··· DATASET RECORDS

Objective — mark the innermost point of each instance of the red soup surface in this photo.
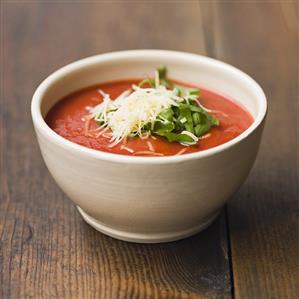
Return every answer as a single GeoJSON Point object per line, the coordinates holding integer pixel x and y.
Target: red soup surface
{"type": "Point", "coordinates": [66, 119]}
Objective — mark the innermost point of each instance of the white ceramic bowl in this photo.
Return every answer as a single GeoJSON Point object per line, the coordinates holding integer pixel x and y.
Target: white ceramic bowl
{"type": "Point", "coordinates": [149, 199]}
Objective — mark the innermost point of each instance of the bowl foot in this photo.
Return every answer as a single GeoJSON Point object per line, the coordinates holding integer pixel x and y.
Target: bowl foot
{"type": "Point", "coordinates": [145, 237]}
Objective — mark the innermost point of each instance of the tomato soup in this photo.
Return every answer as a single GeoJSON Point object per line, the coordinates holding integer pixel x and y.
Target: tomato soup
{"type": "Point", "coordinates": [68, 119]}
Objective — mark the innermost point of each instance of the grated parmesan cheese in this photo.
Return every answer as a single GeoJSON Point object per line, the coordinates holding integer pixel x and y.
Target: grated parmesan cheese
{"type": "Point", "coordinates": [131, 111]}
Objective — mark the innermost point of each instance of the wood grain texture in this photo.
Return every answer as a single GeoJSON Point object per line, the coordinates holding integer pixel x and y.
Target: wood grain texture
{"type": "Point", "coordinates": [262, 39]}
{"type": "Point", "coordinates": [47, 251]}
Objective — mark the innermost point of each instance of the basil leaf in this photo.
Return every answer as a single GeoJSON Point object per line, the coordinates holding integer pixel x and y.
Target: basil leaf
{"type": "Point", "coordinates": [174, 137]}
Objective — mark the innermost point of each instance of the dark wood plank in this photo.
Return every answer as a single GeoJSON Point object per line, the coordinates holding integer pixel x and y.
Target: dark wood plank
{"type": "Point", "coordinates": [47, 251]}
{"type": "Point", "coordinates": [262, 39]}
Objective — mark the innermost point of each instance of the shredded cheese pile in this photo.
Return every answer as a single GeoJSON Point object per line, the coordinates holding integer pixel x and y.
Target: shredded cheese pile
{"type": "Point", "coordinates": [131, 111]}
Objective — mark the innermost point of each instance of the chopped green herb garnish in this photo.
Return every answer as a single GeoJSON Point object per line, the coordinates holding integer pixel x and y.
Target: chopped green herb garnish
{"type": "Point", "coordinates": [162, 108]}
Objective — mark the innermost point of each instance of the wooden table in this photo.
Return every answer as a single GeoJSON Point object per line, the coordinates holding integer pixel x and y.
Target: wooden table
{"type": "Point", "coordinates": [250, 251]}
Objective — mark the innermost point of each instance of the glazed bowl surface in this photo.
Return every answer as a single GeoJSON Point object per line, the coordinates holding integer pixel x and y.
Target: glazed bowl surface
{"type": "Point", "coordinates": [149, 199]}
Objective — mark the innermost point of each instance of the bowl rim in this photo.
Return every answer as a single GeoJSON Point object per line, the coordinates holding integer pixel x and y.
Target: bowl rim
{"type": "Point", "coordinates": [40, 124]}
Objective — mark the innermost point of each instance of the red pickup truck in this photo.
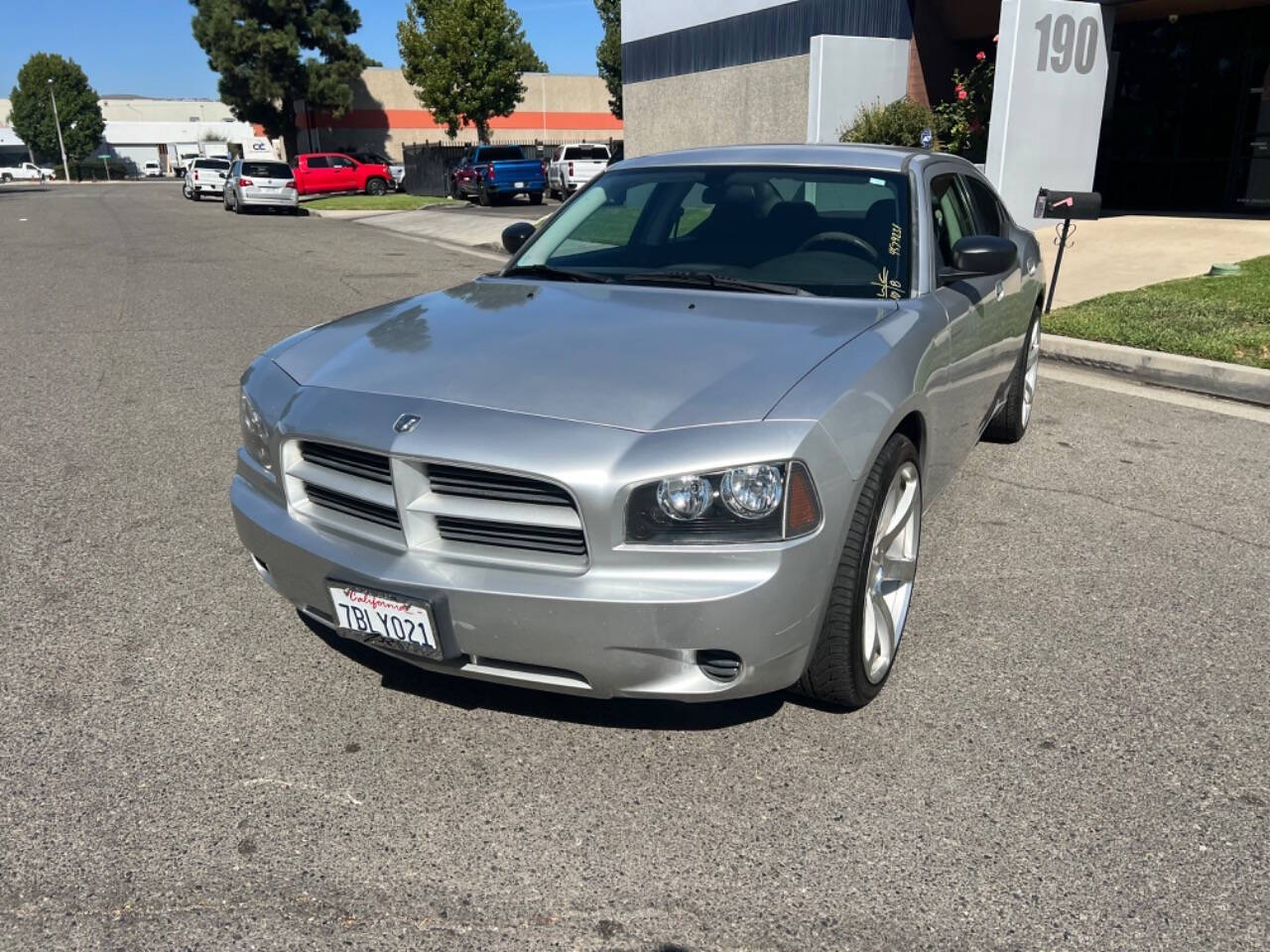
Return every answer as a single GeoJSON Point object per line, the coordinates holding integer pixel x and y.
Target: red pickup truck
{"type": "Point", "coordinates": [318, 173]}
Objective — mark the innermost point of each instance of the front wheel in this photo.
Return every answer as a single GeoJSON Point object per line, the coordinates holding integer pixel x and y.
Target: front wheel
{"type": "Point", "coordinates": [1011, 421]}
{"type": "Point", "coordinates": [870, 594]}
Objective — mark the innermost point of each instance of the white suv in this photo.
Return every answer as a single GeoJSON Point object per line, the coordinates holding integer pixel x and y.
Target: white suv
{"type": "Point", "coordinates": [572, 167]}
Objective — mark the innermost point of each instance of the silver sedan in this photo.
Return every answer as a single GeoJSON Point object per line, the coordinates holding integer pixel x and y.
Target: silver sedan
{"type": "Point", "coordinates": [679, 447]}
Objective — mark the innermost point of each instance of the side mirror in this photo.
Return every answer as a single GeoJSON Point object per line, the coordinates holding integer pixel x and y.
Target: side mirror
{"type": "Point", "coordinates": [516, 235]}
{"type": "Point", "coordinates": [980, 255]}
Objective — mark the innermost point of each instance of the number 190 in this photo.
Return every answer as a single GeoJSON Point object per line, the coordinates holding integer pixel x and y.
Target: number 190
{"type": "Point", "coordinates": [1062, 44]}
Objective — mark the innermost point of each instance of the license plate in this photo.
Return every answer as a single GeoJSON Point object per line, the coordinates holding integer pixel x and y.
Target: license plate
{"type": "Point", "coordinates": [375, 617]}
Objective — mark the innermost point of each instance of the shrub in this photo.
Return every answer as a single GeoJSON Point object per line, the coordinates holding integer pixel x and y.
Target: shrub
{"type": "Point", "coordinates": [899, 123]}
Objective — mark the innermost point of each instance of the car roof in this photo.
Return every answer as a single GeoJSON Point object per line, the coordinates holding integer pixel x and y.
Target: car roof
{"type": "Point", "coordinates": [826, 155]}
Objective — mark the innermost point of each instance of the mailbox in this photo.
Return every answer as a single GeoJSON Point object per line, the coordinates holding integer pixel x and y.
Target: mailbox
{"type": "Point", "coordinates": [1078, 206]}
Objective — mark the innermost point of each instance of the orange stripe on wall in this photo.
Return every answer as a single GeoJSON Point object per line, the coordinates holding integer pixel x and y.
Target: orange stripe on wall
{"type": "Point", "coordinates": [423, 119]}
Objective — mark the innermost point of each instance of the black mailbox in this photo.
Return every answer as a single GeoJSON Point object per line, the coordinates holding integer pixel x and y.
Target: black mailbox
{"type": "Point", "coordinates": [1078, 206]}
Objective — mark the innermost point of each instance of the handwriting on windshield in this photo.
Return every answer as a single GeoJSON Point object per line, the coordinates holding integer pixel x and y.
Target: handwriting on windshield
{"type": "Point", "coordinates": [888, 287]}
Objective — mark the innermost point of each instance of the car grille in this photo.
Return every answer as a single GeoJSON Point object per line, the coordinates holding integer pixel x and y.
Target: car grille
{"type": "Point", "coordinates": [538, 538]}
{"type": "Point", "coordinates": [456, 511]}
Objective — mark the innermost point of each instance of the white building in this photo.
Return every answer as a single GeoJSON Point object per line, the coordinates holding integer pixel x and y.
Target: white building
{"type": "Point", "coordinates": [140, 130]}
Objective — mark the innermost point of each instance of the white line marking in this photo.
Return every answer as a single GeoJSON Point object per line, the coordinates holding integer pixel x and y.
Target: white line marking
{"type": "Point", "coordinates": [1178, 398]}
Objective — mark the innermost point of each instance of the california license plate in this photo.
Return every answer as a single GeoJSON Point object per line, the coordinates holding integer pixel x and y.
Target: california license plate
{"type": "Point", "coordinates": [379, 619]}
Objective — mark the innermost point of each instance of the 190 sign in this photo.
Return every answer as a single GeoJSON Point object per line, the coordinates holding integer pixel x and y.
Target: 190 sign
{"type": "Point", "coordinates": [1064, 44]}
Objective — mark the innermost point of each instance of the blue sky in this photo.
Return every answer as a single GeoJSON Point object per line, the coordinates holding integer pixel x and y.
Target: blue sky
{"type": "Point", "coordinates": [148, 48]}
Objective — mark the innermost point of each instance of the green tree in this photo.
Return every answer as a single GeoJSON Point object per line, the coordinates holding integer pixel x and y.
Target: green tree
{"type": "Point", "coordinates": [608, 54]}
{"type": "Point", "coordinates": [257, 49]}
{"type": "Point", "coordinates": [465, 59]}
{"type": "Point", "coordinates": [76, 107]}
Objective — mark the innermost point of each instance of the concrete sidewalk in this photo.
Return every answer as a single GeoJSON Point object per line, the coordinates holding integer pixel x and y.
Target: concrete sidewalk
{"type": "Point", "coordinates": [1133, 250]}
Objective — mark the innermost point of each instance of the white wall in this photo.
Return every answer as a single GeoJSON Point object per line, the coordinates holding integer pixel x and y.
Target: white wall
{"type": "Point", "coordinates": [848, 72]}
{"type": "Point", "coordinates": [1047, 107]}
{"type": "Point", "coordinates": [651, 18]}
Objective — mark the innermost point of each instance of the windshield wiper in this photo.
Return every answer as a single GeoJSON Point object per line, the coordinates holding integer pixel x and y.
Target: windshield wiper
{"type": "Point", "coordinates": [708, 280]}
{"type": "Point", "coordinates": [549, 273]}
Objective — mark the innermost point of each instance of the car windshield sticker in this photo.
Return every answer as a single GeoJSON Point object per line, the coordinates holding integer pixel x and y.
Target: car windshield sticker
{"type": "Point", "coordinates": [887, 286]}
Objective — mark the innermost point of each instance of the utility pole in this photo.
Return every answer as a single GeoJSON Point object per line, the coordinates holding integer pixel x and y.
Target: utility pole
{"type": "Point", "coordinates": [66, 168]}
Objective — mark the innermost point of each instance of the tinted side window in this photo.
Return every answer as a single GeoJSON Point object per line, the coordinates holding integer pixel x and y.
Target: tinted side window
{"type": "Point", "coordinates": [952, 216]}
{"type": "Point", "coordinates": [987, 209]}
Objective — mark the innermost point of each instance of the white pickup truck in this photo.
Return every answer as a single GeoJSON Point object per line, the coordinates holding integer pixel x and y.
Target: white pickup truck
{"type": "Point", "coordinates": [572, 167]}
{"type": "Point", "coordinates": [24, 172]}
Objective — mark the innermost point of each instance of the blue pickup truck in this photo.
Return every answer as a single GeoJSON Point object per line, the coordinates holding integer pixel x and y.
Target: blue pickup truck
{"type": "Point", "coordinates": [494, 175]}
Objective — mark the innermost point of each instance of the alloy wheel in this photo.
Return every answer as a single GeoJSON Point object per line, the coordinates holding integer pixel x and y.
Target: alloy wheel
{"type": "Point", "coordinates": [892, 569]}
{"type": "Point", "coordinates": [1032, 371]}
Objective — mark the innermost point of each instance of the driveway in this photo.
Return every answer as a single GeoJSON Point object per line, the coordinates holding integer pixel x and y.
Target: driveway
{"type": "Point", "coordinates": [1071, 753]}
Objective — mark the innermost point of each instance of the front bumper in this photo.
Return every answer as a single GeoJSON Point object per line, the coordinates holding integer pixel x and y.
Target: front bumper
{"type": "Point", "coordinates": [629, 620]}
{"type": "Point", "coordinates": [604, 634]}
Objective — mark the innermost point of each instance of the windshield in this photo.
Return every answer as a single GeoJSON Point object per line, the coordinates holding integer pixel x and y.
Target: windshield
{"type": "Point", "coordinates": [267, 171]}
{"type": "Point", "coordinates": [835, 232]}
{"type": "Point", "coordinates": [499, 154]}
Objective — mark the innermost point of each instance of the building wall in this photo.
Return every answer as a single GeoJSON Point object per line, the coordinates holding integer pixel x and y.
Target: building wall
{"type": "Point", "coordinates": [386, 114]}
{"type": "Point", "coordinates": [724, 71]}
{"type": "Point", "coordinates": [762, 102]}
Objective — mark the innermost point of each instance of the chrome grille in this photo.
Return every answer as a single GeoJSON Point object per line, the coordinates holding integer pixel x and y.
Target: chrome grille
{"type": "Point", "coordinates": [536, 538]}
{"type": "Point", "coordinates": [477, 484]}
{"type": "Point", "coordinates": [449, 509]}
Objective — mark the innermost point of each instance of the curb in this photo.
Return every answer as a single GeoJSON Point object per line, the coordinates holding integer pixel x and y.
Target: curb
{"type": "Point", "coordinates": [1224, 380]}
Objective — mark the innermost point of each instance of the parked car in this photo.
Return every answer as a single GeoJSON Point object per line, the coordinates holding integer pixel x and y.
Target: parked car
{"type": "Point", "coordinates": [261, 184]}
{"type": "Point", "coordinates": [395, 169]}
{"type": "Point", "coordinates": [204, 177]}
{"type": "Point", "coordinates": [318, 173]}
{"type": "Point", "coordinates": [572, 167]}
{"type": "Point", "coordinates": [494, 175]}
{"type": "Point", "coordinates": [24, 172]}
{"type": "Point", "coordinates": [679, 447]}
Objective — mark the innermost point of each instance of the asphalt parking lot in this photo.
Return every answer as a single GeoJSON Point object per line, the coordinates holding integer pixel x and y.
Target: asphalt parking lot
{"type": "Point", "coordinates": [1072, 753]}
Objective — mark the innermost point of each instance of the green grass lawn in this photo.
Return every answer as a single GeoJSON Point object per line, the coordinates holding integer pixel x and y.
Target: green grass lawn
{"type": "Point", "coordinates": [395, 202]}
{"type": "Point", "coordinates": [1220, 318]}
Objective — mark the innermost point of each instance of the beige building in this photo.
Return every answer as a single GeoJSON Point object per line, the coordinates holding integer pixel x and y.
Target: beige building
{"type": "Point", "coordinates": [386, 114]}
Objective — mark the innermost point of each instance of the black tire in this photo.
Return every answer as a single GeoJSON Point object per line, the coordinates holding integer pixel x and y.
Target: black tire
{"type": "Point", "coordinates": [835, 670]}
{"type": "Point", "coordinates": [1011, 421]}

······

--- WORK REQUIRED ---
Where the listing above reaches the line that contains "car in this photo.", start retyping, and finish with the line that contains "lawn in this photo."; reproduce those lines exactly and no others.

--- RESULT FOR THIS EXERCISE ---
Objective — mark the innermost point of each instance of the parked car in this photo.
Return every answer as a single GeoJSON Point object per line, the coordinates holding integer pixel x and y.
Target: parked car
{"type": "Point", "coordinates": [261, 184]}
{"type": "Point", "coordinates": [395, 169]}
{"type": "Point", "coordinates": [204, 177]}
{"type": "Point", "coordinates": [318, 173]}
{"type": "Point", "coordinates": [572, 167]}
{"type": "Point", "coordinates": [494, 175]}
{"type": "Point", "coordinates": [24, 172]}
{"type": "Point", "coordinates": [679, 447]}
Objective — mark the innermost point of each instance of the asphalt parking lot in this photo.
Return every answer as a single GeoJSON Point object per line, the coordinates holding integer pixel x and y.
Target: asphalt parking lot
{"type": "Point", "coordinates": [1072, 753]}
Objective — mark the innermost point of each instance of the green grass lawn in this photo.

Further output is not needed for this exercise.